* GOAL OF THE EXERCISE *
Hand back all records exactly, pictures omitted.

+===+

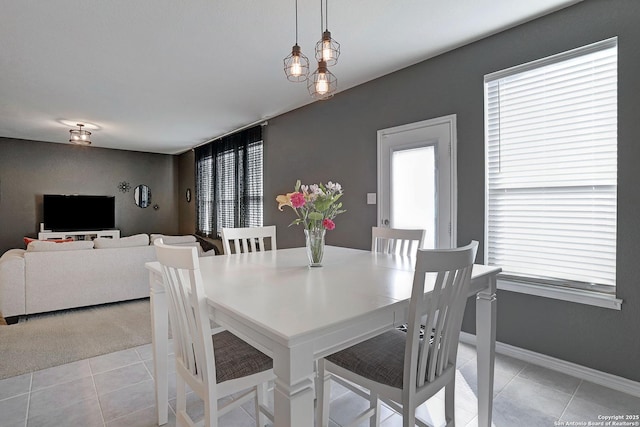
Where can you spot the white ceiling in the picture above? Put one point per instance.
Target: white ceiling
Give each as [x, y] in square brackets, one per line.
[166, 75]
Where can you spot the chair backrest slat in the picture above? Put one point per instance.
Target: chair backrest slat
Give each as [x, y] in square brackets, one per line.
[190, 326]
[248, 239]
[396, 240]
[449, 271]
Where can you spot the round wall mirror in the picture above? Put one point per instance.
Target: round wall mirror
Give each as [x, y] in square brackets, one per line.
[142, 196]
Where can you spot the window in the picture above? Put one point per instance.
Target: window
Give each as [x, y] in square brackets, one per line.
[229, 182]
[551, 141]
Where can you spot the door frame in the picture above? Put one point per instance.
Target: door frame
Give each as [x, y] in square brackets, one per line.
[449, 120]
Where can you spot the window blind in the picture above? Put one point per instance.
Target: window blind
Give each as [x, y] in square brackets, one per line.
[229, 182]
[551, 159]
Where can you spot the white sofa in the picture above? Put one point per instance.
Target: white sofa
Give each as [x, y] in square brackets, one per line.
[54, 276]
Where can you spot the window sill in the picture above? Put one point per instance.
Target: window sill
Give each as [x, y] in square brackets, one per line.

+===+

* ANSWER FOR THIS EXERCISE *
Where can you spot the white ceiling in the picture above? Put one point per instance.
Target: white ceiling
Give each as [x, y] in square brackets, one per line.
[166, 75]
Where can you spot the chair backrest slat in the picture above? Put one point per instance.
Target: chair backrest slat
Give each as [x, y] in square brackets, one per line.
[190, 326]
[248, 239]
[396, 240]
[449, 271]
Where can you spot the round wall mirror in the picture above? Put one point per instance.
Target: round wall mirror
Give each as [x, y] in square brackets, one per line.
[142, 196]
Where can you spot the window in the picture above? Put one point per instance.
Target: window
Give each as [x, y] in square brackets, one per line.
[229, 182]
[551, 141]
Where can you spot the door frame in the picture above? Put one point per instance.
Target: door frame
Give each as [x, y] in square brackets, one per line.
[449, 120]
Where can you spot the window blind in the picture above? Put one point per instance.
Target: window blind
Give each as [x, y] in square brackets, one per line.
[229, 182]
[551, 159]
Where can you spot the white sofa in the picture above? Put one point per instance.
Target: white sofa
Give each as [x, y] in square brackets, one per line.
[54, 276]
Where can you spot the window sill in the picture above? Put one point per instance.
Target: window sill
Give each as [x, y] in square brackets, one per line.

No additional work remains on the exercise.